Availability of Manpower as a By-Product of Madrassa Education
The availability of manpower for the proxy war in J&K is linked to the decline in the education system and the rise of the madrassas. With the Pakistani economy in immense difficulties, development priorities have been completely distorted. Over the years, the decline in the social sector spending on public education has allowed the institution of the madrassa or religious school to fill the gap and also gain legitimacy within society. In the 1980s, the institution of the madrassa got intertwined with politics. Gen Zia promoted the madrassas as a way to garner the support of the religious parties for his rule and recruit troops for the anti-Soviet War in Afghanistan. General Zia's Islamist policies opened the floodgates for funding to come in for the madrassas. Saudi Arabia, which wants to promote its brand of Wahhabi Islam, is the main source of funding for the madrassas. Saudi funding, which earlier used to be for the Jama'at-i-Islami (JI), headed by Qazi Hussain Ahmed, shifted to the Deobandis represented by Jamiat-e-Ulema-e-Islam (JUI), headed by Maulana Fazlur Rehman. The Deobandis are inspired by the Wahhabi version of Islam enforced in Saudi Arabia. It may not be a coincidence that the rise of the offshoots of the JUI, the Harkat-ul-Ansar (now Harkat-ul-Mujahedin) in J&K and the Taliban in Afghanistan was around the same time. 36 Most of the madrassas where the Taliban grew up and received education are controlled and run by the JUI. 37
The madrassa is a traditional institution of learning. The curriculum offered here is rudimentary and pertains mostly to religious instruction. Not enough to fulfil the needs of a modern state and a modernising society. But it provides free education along with boarding and lodging. A good enough attraction for the poor who get not only free education but also are not burdened with financial liabilities. There are no exact figures on how many madrassas may be operating in Pakistan. According to some news reports there may be some one million students studying in 10,000 or so madrassas. 38 Some suggest a high figure of 40,000 to 50,000 madrassas in Pakistan. 39 According to a survey published in The Friday Times in 1996, there were 2,812 madrassas in Punjab alone, with 2,18,939 students. 40 The poverty-stricken areas of Punjab and the NWFP have the highest number of madrassas. 41
Most of the madrassas are used as centres for the recruitment of young soldiers to fight for the cause of Islam. 42 Pakistan's religious parties sponsor some of them and some are affiliated with the Mujahideen groups. Some of these madrassas preach an extremist ideology of jehad. The Markaz-ud-Dawa-Wal-Irshad runs about 2,200 madrassas across Pakistan where its students prepare for jehad. Hafiz Saeed, chief of the Markaz in an annual convention in November 1998 had stated that the goal of jehad was to turn the world into Darul-ul-Islam beginning with India, and made public their plans to capture J&K.
• • • • •
REQUIRED TASKS ::
• a. Render this sentence from the passage on madrassa education into French: "The madrassa is a traditional institution of learning."
• b. Extend the passage on madrassa education and recruitment in Pakistan with a further paragraph that follows on from its final sentence.
The listing that follows is separate material and is not part of the passage on madrassa education in Pakistan.
• • • • •
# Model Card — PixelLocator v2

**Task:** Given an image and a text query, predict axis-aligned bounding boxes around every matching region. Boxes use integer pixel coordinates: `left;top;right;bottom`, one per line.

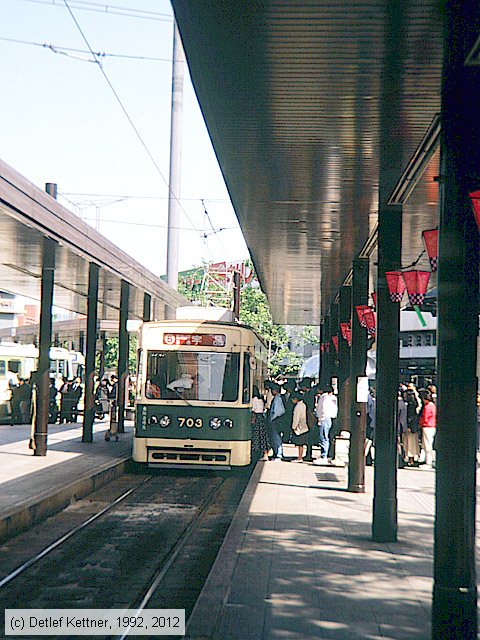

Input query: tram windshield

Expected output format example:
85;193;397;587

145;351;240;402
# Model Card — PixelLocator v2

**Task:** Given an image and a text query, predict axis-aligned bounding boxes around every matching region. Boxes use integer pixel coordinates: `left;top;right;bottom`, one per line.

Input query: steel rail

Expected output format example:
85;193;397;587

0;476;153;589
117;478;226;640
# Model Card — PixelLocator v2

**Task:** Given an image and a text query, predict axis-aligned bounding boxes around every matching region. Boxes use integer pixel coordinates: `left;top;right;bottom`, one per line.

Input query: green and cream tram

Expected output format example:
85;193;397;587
• • • • •
OUTPUTS BY TASK ::
• a. La madrassa est une institution traditionnelle d'enseignement.

• b.
The current level of unemployment in Pakistan is estimated to be around 16 per cent of the working age population. 43 With almost six million people unemployed, this number is expected steadily to increase by 500,000 people each year. It would not be presumptuous to guess which schooling system most of the unemployed come from. For the students graduating from these madrassas, due to their lack of a modern liberal education, it is very difficult to compete in society and find meaningful jobs. After having been misled with a wrong interpretation of jehad, such boys are mobilised to fulfil spiritual obligations by joining the militants in J&K and other places. One observer comments, "...Pakistan's covert wars also tend to suck in and consume the bored, the curious, shiftless-youths in search of a purpose and allegiance." 44 Further, the youth in Pakistan has been mobilised by the flamboyant sermons of mullahs in mosques and madrassas. Inflow of literature on contemporary Islamic movements across the world, easy accessibility to arms, coupled with stories of war, adventure and heroism have filled the minds and imagination of thousands of Pakistani youth. On one side, jehad has become a means for some to make wealth or pursue strategic goals, and, on the other, for the poor it means gainful employment, however risky it maybe.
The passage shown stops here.